**Given request:** The records below hold pictures; please leave those out and retype the rest exactly.

[Position annotation records]
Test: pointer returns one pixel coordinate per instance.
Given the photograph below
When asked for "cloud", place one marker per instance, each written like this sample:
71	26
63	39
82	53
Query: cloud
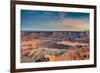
73	24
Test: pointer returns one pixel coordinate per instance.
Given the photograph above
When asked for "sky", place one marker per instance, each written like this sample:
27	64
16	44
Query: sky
33	20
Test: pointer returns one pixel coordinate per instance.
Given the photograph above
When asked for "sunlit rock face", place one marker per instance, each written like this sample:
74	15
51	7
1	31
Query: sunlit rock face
54	46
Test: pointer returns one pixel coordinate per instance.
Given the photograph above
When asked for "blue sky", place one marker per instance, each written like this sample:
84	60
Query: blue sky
32	20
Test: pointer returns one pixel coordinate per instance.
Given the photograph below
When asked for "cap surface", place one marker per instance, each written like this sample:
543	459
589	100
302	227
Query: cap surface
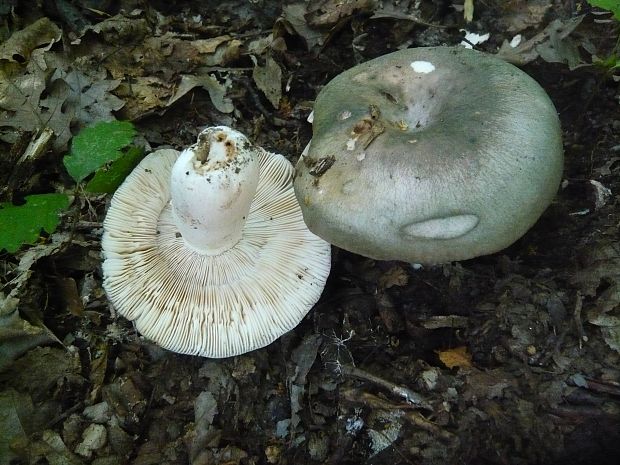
211	305
429	155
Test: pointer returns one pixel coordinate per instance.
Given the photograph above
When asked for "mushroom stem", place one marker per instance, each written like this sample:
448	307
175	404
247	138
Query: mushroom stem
212	186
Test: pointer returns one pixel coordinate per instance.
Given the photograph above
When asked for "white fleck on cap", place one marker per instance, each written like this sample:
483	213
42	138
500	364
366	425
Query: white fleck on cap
211	304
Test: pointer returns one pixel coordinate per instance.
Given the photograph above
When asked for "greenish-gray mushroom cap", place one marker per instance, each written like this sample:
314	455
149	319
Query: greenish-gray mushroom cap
429	155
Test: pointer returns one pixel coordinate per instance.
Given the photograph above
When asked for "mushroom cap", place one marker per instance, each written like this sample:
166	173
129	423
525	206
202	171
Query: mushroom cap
211	305
429	155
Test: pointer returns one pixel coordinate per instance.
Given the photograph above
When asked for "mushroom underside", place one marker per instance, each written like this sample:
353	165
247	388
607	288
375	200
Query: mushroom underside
220	305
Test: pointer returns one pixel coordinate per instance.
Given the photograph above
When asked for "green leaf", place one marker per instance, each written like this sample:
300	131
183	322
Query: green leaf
96	146
22	224
107	179
611	5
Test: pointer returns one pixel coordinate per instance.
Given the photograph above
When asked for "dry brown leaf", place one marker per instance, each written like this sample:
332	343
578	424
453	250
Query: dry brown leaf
457	357
217	91
20	45
395	276
552	45
268	79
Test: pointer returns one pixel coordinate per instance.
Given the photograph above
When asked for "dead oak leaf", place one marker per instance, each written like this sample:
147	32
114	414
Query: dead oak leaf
72	99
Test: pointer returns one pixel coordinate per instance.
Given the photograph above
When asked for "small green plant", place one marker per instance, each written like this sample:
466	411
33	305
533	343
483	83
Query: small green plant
611	5
105	149
22	224
612	62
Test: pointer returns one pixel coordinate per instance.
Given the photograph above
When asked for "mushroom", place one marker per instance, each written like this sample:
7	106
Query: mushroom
429	155
206	250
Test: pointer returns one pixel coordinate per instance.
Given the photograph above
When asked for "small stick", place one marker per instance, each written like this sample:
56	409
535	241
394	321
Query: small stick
402	391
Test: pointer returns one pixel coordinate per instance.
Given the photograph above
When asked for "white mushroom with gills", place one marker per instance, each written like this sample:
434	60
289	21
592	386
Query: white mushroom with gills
206	250
429	155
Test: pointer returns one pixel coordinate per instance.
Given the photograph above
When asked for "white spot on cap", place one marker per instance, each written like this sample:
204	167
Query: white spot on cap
448	227
516	40
472	38
422	67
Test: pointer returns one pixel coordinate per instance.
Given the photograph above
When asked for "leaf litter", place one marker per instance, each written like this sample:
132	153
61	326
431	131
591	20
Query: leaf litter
458	363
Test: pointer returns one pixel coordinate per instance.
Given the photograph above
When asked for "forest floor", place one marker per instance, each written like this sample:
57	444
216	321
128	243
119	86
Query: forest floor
511	358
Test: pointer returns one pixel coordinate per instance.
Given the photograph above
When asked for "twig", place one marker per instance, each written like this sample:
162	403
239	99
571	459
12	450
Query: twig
577	317
402	391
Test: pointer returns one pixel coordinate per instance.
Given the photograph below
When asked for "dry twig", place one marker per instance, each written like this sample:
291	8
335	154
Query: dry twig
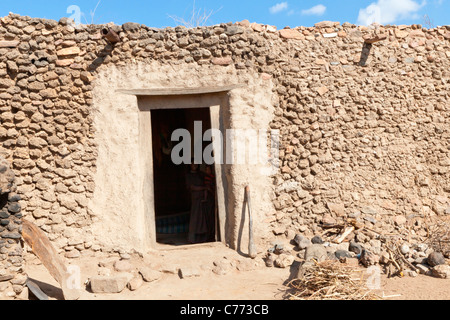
330	280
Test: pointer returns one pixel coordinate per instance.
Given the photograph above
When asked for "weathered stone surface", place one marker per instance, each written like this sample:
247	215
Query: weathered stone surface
188	272
326	24
112	284
222	61
135	283
150	275
369	259
435	259
291	34
123	266
316	252
284	261
9	44
7	177
441	271
72	51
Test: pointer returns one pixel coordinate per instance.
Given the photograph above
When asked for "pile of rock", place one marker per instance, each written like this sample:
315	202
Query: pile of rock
395	258
114	277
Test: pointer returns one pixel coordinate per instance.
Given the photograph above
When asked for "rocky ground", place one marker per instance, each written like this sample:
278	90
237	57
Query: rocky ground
214	272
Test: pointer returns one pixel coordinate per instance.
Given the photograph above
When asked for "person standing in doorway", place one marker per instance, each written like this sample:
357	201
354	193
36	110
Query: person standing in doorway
209	203
198	229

**Completed task:**
Test: pointer returns one pixel coordinate per instance.
Given the photograph below
When asked for "cloud", place one marker per instance, each written like this sample:
71	26
63	39
82	53
Query: cloud
73	24
Test: pointer returns one pixel coordinate per instance.
Given the photograph above
When asked for "sky", place one marker per instance, each written like this sample:
27	64
16	44
Query: sky
33	20
Test: pointer returns one pixel coordinate per instance.
Given the photograph above
When asked for "sunlit rock face", place one marker per instance, each written like this sample:
74	15
51	7
1	31
Query: sunlit rock face
54	46
Test: pointer returns one pixel coordinate per instance.
Given the photograph above
When asked for "blue sky", place one marker per instance, each written like this sample:
84	60
Query: blue sky
32	20
Test: pointer returns one pixel coordinate per instance.
Given the photograph below
When asked for "cap surface", place one marker per instance, each written like this sample:
543	459
589	100
302	227
Query: cap surface
211	305
429	155
Test: pointer returns one pixel coordinate per instance.
Given the photograph above
When asked for "mushroom stem", place one marker per instance, each written like this sample:
448	307
175	404
247	138
Query: mushroom stem
212	186
Test: pointer returns one pixel coordinate per instance.
Given the photograph above
When asked for "white fleck on cap", place one marker per instance, each written like this sample:
483	213
42	138
500	364
366	425
Query: white fleck on cap
211	304
Test: pointer returns one pixel coordinate per instance.
Given the photograph above
When asked for "greenish-gray mushroom cap", place one marker per instance, each written like this sample:
314	455
149	319
Query: greenish-gray mushroom cap
429	155
Test: pointer returns one pixel coordinate per instance.
Given the photograph above
When asked for "mushroom cap", place one marker per instance, each written like this sample:
166	173
129	423
525	206
202	171
Query: mushroom cap
211	305
429	155
Test: pointer returns one pixel coordinate per instance.
Given the photograph above
When asked for "mushroom underside", place one marker per instance, each written like this sample:
353	165
247	388
607	288
375	200
Query: mushroom underside
220	305
Test: pointer returns one pixel coordinate per instance.
Given the photograph above
When asked for "green leaf", place one marker per instance, each written like this sample:
300	131
183	322
Query: green leaf
96	146
22	224
107	179
611	5
Test: pointer returns one pixel coordinate per instance.
Given the photograph above
When asked for "dry brown leaf", place one marker per instance, each written like this sample:
332	343
578	424
453	250
Query: dry brown leaf
457	357
217	91
20	45
395	276
552	45
268	79
Test: pointer returns one pixel coordinate per instance.
Given the photograph above
When asked for "dead oak leaf", place one marker per instance, each written like this sample:
147	32
114	414
Query: dead oak leaf
72	99
Test: pointer returns one pixel coordinate per instance.
Given the photograph above
When asked for "small green plant", place one marker per instance, each written like this sample:
466	411
33	305
533	343
483	83
Query: small green plant
611	5
105	149
22	224
612	62
Test: pointer returns one pixel coordinate per instance.
Given the photograph above
When asked for "mushroom", place one marker per instance, each written like this sample:
7	106
Query: mushroom
429	155
206	250
Test: pointer returns one pixel coordinate per instance.
Given the photograph above
When asked for "small stick", place one marker per instance, each written like this sample:
56	409
535	241
394	321
Query: small stick
402	391
Test: pointer returns one pixel coordinate per instance.
Given the photograph above
When asked for "white mushroom with gills", place one marker per instance, each written like this sample:
434	60
289	21
592	386
Query: white mushroom with gills
206	250
429	155
Test: pointer returns one pixel coordinate per instance.
Given the photograph above
When asked for "white spot on cap", place one marker per instance, each written like this sample:
204	167
Query: white spot on cap
448	227
516	40
472	38
422	67
Test: pointer returns one pixel coordinate per instance.
Given the photograph above
When asked for "leaf litter", place one marker per instance, each written like this sample:
132	153
61	326
431	131
591	20
Query: leaf litter
458	363
Test: pointer returns one pixel coordinate per instance.
Given the photograph above
When asked for "forest floor", place one marker per instance, each written like this sample:
57	444
216	321
128	243
119	86
Query: forest floor
511	358
Test: pointer returns one pixel coordinate per instance.
Given the photograph above
When asked for "twig", place one marker per instance, each written like this sample:
162	403
239	99
571	459
12	450
Query: twig
577	317
402	391
Test: pointer returns one pixel coordinate per instance.
Given the photograph below
When asked for "dry twig", place one marker per instance, each written like this sample:
291	8
335	154
Query: dry twig
330	280
Test: pointer returns one pixel coordinate per instance.
Given the photograph above
When asked for "weathered stone surface", place one marker per instance, each written like this sample:
247	215
Query: weathered stone surface
188	272
326	24
112	284
222	61
135	283
150	275
369	259
435	259
291	34
123	266
316	252
284	261
9	44
7	177
441	271
72	51
Test: pointer returns one pixel coordinate per instance.
Given the photograph above
When asked for "pile of rock", place one marker per instance, each written like this sample:
315	202
Query: pile of rock
395	258
114	277
Test: pointer returns one pixel coordinate per instance.
Given the photograph above
When asked for "rocky ground", place one marker per instance, each written like this sample:
278	90
237	57
Query: rocky ground
214	272
Test: pointer returns one pixel coordinate per instance.
Given the photograph above
When asked for "person standing in doorway", place one marker per instance, each written like this sample:
357	201
354	193
36	110
Query: person standing in doorway
209	203
198	229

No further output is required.